ЗАДАНИЯ К ВЫПОЛНЕНИЮ -
(a) Почему, согласно исходному тексту, Ершов заменил последние строки отрывка? Ответьте одним-тремя предложениями.
(b) Напишите продолжение исходного текста, начав сразу после его последнего предложения.

ИСХОДНЫЙ ТЕКСТ -
____________________

Почему плакал Пушкин? | страница 73



В туфлях, в шапке меховой,
С сотней стражи городской.
Рядом едет с ним брадатый,
Называемый глашатай;
Он в злату трубу трубит,
Громким голосом кричит:
«Гости! Лавки отворяйте,
Покупайте, продавайте;
Надзирателям – сидеть
Подле лавок и смотреть,
Чтобы не было содому,
Ни смятенья, ни погрому.
И чтобы купецкой род
Не обманывал народ!»

Отрывок хорош? Однако в нем есть неблагонадежное слово «смятенье». И не усмотрит ли тут цензура обиду для всех купцов, для всего купеческого сословия? Видимо, во избежание подобной опасности Ершов подменил последние строки:

Ни давежа, ни погрому,
И чтобы никой урод
Не обманывал народ!

Есть и в первопечатном тексте слова и сочетания малоупотребительные, старинные. Но вот что примечательно: «дозорные» и «караульные» в бесспорно пушкинских произведениях встречаются единственный раз. В повести «Дубровский», на одной и той же странице, в XIX главе.

____________________

ИЗВЛЕЧЁННЫЙ МАТЕРИАЛ -
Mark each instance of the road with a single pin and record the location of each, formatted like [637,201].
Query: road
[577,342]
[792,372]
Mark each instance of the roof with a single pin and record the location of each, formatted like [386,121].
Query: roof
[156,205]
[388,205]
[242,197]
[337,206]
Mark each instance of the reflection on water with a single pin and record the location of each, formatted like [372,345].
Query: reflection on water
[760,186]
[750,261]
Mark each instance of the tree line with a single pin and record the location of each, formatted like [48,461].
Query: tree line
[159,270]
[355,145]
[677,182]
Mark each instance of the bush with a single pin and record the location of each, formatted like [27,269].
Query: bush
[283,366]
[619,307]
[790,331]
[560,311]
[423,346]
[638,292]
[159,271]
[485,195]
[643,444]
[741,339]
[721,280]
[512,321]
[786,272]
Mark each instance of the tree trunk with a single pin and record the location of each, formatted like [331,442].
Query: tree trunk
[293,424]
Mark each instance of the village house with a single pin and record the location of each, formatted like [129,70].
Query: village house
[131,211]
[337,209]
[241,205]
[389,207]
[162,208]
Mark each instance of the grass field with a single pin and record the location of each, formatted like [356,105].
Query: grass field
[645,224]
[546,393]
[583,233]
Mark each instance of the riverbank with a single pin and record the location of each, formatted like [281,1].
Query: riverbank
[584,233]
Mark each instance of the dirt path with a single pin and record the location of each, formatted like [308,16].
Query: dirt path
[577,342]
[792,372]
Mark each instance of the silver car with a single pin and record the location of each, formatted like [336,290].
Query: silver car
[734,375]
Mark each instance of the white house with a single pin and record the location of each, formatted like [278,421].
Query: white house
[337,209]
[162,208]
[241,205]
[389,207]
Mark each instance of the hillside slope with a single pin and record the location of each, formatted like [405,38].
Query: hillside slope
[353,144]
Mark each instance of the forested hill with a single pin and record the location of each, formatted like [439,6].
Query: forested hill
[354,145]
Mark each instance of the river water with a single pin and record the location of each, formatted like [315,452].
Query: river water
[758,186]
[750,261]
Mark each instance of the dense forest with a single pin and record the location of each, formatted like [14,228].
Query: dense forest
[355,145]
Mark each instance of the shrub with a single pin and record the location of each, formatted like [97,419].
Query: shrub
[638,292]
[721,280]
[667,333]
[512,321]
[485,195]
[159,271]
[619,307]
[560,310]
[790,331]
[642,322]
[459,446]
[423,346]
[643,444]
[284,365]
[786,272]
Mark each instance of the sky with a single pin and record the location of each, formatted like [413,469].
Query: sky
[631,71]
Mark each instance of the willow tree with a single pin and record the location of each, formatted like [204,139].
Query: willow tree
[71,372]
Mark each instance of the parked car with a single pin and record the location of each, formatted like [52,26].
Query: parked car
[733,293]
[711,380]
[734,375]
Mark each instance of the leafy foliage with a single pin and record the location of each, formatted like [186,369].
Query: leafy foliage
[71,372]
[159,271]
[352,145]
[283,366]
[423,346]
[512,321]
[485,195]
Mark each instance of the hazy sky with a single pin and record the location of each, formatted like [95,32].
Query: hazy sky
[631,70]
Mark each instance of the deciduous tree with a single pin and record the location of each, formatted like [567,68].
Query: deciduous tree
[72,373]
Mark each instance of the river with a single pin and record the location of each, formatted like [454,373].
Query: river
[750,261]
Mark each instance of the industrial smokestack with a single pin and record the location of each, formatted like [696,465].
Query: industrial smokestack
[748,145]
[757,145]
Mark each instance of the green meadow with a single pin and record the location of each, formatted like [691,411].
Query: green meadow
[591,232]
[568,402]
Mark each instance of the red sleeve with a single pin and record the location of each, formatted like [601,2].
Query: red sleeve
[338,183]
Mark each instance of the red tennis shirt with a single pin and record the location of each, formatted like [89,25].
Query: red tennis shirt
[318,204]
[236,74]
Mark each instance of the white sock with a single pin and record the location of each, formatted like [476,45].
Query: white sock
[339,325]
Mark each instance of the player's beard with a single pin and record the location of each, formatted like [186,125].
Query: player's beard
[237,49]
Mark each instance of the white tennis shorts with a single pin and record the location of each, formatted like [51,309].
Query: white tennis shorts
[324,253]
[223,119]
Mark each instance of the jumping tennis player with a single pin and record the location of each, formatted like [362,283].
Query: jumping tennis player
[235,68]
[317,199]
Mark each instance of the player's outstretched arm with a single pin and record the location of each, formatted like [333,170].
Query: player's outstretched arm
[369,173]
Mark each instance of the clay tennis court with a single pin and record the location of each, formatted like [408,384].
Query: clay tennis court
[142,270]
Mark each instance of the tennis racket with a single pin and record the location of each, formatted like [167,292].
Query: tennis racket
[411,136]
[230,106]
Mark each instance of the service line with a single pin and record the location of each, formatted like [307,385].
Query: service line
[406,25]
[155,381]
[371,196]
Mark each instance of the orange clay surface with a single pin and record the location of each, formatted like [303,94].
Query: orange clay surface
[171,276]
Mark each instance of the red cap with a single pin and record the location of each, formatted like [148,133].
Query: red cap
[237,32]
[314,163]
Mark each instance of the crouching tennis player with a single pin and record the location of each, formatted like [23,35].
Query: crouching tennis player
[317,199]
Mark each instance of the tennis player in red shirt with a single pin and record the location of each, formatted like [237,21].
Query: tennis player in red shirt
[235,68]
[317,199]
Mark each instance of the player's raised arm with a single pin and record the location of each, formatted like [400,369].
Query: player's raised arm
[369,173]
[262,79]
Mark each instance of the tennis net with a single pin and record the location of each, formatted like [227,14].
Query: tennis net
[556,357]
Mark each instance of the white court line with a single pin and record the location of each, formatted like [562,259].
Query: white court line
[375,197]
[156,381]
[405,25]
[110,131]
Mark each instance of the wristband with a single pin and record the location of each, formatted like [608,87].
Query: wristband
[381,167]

____________________

ОТВЕТЫ К ЗАДАНИЯМ -
(a) Видимо, Ершов сделал это во избежание цензурной опасности. В отрывке было неблагонадежное слово «смятенье», а в строках о «купецком роде» цензура могла усмотреть обиду для всех купцов, для всего купеческого сословия.

(b)
Соседствуют они и в сказке. Что же было написано раньше?

XIX глава – заключительная, она помечена началом февраля 1833 года. Если верно, что сказка датируется 1834 годом, значит, оба слова извлечены из повести. При жизни Пушкина повесть не печаталась. Остается предположить, что автор сказки и повести – одно и то же лицо.

Начиная с первого издания «Конька», то есть в пушкинском тексте, читаем: «Как пущусь да побегу, Так и беса настигу».

Столь необычное ударение – не ошибка, не произвол, а свидетельство: автору, то есть Пушкину, запомнилось далеко не всем известное произведение сатирической поэзии XVIII века.

Такое ударение, и ту же рифму применил в 1766 году Василий Иванович Майков в «Нравоучительных баснях». У Пушкина имелось выпущенное в старинном кожаном переплете издание 1809 года. В нем читаем:

И сам я побегу,
И господина настигу.

Один прилежный исследователь, стремясь отстоять творческую самобытность Ершова и, видимо, чувствуя нехватку доводов, вот до чего договорился: «Преодоление сибирских просторов на лошадях для жителей Зауралья было обыденным делом».

Простите, но Пушкин, хотя и не был жителем Зауралья, тоже немало верст верхом преодолел.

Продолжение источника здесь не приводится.